───── EXTRACTED DATA ─────

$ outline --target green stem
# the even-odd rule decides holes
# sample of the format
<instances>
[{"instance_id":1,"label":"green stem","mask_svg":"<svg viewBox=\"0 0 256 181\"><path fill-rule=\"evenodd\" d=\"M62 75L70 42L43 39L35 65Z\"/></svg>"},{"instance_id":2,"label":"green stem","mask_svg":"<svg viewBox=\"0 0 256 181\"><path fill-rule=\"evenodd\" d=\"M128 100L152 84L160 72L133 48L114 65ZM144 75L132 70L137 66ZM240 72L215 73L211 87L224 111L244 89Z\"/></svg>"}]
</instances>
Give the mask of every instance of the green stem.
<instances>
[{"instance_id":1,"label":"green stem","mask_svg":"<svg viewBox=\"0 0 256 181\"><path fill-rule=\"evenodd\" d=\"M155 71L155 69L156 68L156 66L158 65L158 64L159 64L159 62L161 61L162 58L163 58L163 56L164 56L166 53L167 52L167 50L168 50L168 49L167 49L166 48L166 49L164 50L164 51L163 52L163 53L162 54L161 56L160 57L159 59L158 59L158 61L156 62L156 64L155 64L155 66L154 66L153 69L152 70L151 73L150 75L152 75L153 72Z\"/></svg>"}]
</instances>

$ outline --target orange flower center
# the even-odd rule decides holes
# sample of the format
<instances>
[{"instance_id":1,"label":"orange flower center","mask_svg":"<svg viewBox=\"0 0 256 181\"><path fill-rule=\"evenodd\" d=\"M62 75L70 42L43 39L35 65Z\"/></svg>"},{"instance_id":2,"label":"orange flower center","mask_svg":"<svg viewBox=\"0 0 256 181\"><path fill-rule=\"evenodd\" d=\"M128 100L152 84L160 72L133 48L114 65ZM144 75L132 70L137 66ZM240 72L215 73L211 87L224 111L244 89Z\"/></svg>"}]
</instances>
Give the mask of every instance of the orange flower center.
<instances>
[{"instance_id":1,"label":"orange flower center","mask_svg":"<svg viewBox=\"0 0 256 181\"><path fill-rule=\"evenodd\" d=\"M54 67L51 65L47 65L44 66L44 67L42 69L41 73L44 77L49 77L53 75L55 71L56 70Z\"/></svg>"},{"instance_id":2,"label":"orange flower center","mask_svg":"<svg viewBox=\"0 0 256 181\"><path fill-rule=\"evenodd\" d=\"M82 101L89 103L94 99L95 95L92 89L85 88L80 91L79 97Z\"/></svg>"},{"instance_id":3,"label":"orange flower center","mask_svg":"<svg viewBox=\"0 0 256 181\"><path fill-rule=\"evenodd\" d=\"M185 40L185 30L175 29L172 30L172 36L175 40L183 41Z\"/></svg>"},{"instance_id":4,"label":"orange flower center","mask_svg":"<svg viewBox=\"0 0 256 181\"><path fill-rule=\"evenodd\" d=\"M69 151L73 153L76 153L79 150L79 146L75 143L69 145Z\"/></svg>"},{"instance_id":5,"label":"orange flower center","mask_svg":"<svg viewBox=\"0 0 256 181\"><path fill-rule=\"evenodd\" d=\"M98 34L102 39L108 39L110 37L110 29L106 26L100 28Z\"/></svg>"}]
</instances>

─────

• **WHAT YOU SHOULD DO**
Rewrite every line of the records above, changing "sample" to "illustration" and leaving all else unchanged.

• **RESPONSE TO THE TASK**
$ outline --target green stem
# the even-odd rule decides holes
# illustration of the format
<instances>
[{"instance_id":1,"label":"green stem","mask_svg":"<svg viewBox=\"0 0 256 181\"><path fill-rule=\"evenodd\" d=\"M62 75L70 42L43 39L35 65Z\"/></svg>"},{"instance_id":2,"label":"green stem","mask_svg":"<svg viewBox=\"0 0 256 181\"><path fill-rule=\"evenodd\" d=\"M128 100L152 84L160 72L133 48L114 65ZM144 75L132 70L137 66ZM240 72L215 73L211 87L224 111L244 89Z\"/></svg>"}]
</instances>
Give the mask of every instance of the green stem.
<instances>
[{"instance_id":1,"label":"green stem","mask_svg":"<svg viewBox=\"0 0 256 181\"><path fill-rule=\"evenodd\" d=\"M155 71L155 69L156 68L156 66L158 65L158 64L159 64L159 62L161 61L162 58L163 58L163 56L164 56L166 53L167 52L167 50L168 50L168 49L167 49L166 48L166 49L164 50L164 51L163 52L163 53L162 54L161 56L160 57L159 59L158 59L158 61L156 62L156 64L155 64L155 66L154 66L153 69L152 70L151 73L150 75L152 75L153 72Z\"/></svg>"}]
</instances>

$ outline --target orange flower center
# the even-odd rule decides holes
# illustration of the format
<instances>
[{"instance_id":1,"label":"orange flower center","mask_svg":"<svg viewBox=\"0 0 256 181\"><path fill-rule=\"evenodd\" d=\"M62 75L70 42L43 39L35 65Z\"/></svg>"},{"instance_id":2,"label":"orange flower center","mask_svg":"<svg viewBox=\"0 0 256 181\"><path fill-rule=\"evenodd\" d=\"M128 100L152 84L160 72L133 48L114 65ZM144 75L132 70L137 66ZM240 72L215 73L211 87L224 111L244 89Z\"/></svg>"}]
</instances>
Give the mask of every instance of the orange flower center.
<instances>
[{"instance_id":1,"label":"orange flower center","mask_svg":"<svg viewBox=\"0 0 256 181\"><path fill-rule=\"evenodd\" d=\"M54 67L51 65L47 65L44 66L44 67L42 69L41 73L44 77L49 77L53 75L55 71L56 70Z\"/></svg>"},{"instance_id":2,"label":"orange flower center","mask_svg":"<svg viewBox=\"0 0 256 181\"><path fill-rule=\"evenodd\" d=\"M82 101L89 103L94 99L95 95L92 89L85 88L80 91L79 97Z\"/></svg>"},{"instance_id":3,"label":"orange flower center","mask_svg":"<svg viewBox=\"0 0 256 181\"><path fill-rule=\"evenodd\" d=\"M185 40L185 30L175 29L172 30L172 36L175 40L183 41Z\"/></svg>"},{"instance_id":4,"label":"orange flower center","mask_svg":"<svg viewBox=\"0 0 256 181\"><path fill-rule=\"evenodd\" d=\"M69 151L73 153L76 153L79 150L79 146L75 143L69 145Z\"/></svg>"},{"instance_id":5,"label":"orange flower center","mask_svg":"<svg viewBox=\"0 0 256 181\"><path fill-rule=\"evenodd\" d=\"M98 34L102 39L108 39L110 37L110 29L106 26L100 28Z\"/></svg>"}]
</instances>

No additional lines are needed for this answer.